▶ _The problem_:
Lines from the one containing "On this screen, the wooden handrail" through the end of the material below should be given again exactly, with no others.

Segment Open

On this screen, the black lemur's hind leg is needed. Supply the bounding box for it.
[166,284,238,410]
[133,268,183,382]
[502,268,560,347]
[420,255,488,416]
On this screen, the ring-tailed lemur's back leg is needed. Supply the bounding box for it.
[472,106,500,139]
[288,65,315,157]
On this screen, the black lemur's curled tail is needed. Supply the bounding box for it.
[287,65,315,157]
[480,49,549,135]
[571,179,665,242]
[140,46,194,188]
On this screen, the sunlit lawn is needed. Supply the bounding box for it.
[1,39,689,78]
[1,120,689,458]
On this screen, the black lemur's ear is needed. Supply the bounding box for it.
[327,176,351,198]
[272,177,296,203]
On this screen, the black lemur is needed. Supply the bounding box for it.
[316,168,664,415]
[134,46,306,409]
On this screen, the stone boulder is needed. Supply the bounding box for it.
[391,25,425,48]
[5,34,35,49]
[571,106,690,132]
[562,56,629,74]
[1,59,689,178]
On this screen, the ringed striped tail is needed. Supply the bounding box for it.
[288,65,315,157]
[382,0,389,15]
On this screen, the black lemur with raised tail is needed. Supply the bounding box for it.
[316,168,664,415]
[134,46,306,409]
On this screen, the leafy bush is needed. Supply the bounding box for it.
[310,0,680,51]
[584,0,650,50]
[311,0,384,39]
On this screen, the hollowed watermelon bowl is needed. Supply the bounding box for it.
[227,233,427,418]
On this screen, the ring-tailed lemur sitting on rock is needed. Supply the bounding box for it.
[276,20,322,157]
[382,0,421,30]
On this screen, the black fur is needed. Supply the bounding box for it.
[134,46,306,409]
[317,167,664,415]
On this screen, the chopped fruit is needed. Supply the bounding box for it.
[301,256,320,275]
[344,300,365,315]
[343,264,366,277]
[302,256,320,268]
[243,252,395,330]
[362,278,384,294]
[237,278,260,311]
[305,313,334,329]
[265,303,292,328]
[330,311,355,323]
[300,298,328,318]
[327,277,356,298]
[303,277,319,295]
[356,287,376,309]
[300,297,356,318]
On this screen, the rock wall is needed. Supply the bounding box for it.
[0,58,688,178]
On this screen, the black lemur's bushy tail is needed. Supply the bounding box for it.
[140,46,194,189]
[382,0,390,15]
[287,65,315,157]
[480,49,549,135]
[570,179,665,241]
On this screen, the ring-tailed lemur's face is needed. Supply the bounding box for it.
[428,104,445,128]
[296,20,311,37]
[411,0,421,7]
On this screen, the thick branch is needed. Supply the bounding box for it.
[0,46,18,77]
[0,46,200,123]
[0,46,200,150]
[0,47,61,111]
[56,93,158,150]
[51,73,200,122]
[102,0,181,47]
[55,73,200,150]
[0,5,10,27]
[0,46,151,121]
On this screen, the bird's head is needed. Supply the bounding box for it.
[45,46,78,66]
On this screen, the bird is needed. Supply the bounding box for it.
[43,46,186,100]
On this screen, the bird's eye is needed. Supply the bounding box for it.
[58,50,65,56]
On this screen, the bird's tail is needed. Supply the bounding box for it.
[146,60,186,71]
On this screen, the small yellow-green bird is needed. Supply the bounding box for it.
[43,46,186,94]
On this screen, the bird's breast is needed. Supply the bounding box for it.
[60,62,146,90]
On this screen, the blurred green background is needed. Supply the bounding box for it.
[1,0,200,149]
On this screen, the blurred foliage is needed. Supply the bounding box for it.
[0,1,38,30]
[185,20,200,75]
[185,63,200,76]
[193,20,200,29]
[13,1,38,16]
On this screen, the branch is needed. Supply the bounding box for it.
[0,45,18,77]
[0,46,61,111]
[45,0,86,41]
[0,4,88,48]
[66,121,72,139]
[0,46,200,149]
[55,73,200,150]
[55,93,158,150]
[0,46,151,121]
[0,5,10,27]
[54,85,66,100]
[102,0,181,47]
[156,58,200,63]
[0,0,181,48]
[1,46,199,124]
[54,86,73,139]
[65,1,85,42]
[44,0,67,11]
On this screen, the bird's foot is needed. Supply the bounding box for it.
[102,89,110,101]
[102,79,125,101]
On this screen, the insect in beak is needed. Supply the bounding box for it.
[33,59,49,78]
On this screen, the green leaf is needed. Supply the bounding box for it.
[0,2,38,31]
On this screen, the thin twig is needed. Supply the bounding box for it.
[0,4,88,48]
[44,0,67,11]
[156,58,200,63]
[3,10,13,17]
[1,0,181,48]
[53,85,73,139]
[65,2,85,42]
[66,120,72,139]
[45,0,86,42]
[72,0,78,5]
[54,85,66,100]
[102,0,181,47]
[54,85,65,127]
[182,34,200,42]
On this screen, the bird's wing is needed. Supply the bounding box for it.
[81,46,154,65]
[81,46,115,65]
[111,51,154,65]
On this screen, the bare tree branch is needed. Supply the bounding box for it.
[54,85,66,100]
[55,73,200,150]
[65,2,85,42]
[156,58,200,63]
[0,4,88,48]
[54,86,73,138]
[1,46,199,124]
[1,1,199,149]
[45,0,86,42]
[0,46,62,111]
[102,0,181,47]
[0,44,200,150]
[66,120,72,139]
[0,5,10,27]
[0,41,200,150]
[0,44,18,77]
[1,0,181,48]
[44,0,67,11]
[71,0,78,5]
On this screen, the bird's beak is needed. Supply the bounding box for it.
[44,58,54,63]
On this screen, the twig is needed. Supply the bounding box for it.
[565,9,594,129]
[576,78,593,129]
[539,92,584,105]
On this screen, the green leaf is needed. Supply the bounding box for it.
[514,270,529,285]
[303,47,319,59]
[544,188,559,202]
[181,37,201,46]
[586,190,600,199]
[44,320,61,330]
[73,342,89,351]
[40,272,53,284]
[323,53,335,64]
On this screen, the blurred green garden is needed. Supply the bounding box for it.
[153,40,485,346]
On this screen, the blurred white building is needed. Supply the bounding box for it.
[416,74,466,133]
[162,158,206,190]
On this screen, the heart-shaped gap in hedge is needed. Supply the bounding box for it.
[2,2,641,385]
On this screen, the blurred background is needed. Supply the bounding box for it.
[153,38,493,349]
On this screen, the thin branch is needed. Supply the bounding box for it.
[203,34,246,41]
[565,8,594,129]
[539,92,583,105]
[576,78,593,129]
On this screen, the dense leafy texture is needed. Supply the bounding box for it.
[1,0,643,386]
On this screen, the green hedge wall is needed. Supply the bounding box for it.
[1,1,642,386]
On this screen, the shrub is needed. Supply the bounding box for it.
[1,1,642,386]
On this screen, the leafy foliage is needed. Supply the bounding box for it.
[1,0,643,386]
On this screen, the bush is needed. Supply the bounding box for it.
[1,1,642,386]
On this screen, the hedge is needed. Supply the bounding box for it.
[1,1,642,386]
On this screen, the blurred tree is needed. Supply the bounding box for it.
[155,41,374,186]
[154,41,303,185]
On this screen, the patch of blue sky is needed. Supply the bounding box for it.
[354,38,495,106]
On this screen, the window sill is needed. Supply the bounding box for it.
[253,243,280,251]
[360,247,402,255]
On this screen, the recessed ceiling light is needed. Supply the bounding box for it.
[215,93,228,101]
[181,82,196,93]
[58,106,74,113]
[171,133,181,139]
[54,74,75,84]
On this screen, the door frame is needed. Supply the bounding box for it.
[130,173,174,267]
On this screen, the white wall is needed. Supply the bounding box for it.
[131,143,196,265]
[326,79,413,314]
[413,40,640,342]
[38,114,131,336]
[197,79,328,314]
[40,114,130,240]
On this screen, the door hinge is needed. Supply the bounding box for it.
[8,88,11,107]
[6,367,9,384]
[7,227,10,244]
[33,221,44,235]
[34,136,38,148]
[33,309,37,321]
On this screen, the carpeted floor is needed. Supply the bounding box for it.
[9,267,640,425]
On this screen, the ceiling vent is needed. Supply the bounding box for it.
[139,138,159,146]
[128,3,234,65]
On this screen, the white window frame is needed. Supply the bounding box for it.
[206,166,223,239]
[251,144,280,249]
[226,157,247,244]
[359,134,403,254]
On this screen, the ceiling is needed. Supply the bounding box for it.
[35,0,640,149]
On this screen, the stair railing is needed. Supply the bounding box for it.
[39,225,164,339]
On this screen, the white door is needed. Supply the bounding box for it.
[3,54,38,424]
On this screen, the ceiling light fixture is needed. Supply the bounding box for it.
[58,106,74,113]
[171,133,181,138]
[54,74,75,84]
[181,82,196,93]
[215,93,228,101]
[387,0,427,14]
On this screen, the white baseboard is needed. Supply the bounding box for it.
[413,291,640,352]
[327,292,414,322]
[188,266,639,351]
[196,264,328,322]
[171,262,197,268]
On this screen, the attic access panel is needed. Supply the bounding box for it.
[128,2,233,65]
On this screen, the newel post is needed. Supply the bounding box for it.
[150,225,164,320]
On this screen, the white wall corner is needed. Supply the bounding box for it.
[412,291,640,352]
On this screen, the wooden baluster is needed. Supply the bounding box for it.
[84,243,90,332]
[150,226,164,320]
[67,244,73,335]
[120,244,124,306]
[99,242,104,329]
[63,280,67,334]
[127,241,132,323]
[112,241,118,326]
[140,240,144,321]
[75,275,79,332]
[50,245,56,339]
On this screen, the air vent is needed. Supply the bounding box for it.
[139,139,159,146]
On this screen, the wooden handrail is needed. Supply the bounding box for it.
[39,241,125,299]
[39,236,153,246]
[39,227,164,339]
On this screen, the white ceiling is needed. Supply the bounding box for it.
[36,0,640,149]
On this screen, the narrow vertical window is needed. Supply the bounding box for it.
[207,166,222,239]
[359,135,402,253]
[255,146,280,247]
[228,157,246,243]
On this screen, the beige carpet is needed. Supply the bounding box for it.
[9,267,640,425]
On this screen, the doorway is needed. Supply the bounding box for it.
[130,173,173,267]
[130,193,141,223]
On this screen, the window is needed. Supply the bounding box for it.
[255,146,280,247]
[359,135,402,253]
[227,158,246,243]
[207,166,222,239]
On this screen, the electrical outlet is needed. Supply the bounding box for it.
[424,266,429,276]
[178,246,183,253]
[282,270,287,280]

Segment Closed

▶ _Task response_:
On this screen, the wooden handrail is needed. Supply the bounding box for it.
[39,241,125,299]
[39,236,153,246]
[39,227,164,339]
On this screen, the white ceiling is needed. Supply the bounding box for it.
[36,0,640,149]
On this screen, the narrow vertical window is needed. Supply the bounding box for it.
[207,166,222,239]
[359,135,402,253]
[255,146,280,247]
[228,157,246,243]
On this screen, the beige carpet is needed. Supply the bounding box for it.
[9,267,640,425]
On this screen, the doorway is needed. Supply the bounding box for it.
[130,173,173,267]
[130,193,141,223]
On this screen, the window is needed. Supply the bounding box for it.
[255,146,280,247]
[359,135,402,253]
[227,158,246,243]
[207,166,222,239]
On this screen, the electrical outlet is needed. Supply the bounding box for it.
[424,266,429,276]
[178,246,183,253]
[282,270,287,280]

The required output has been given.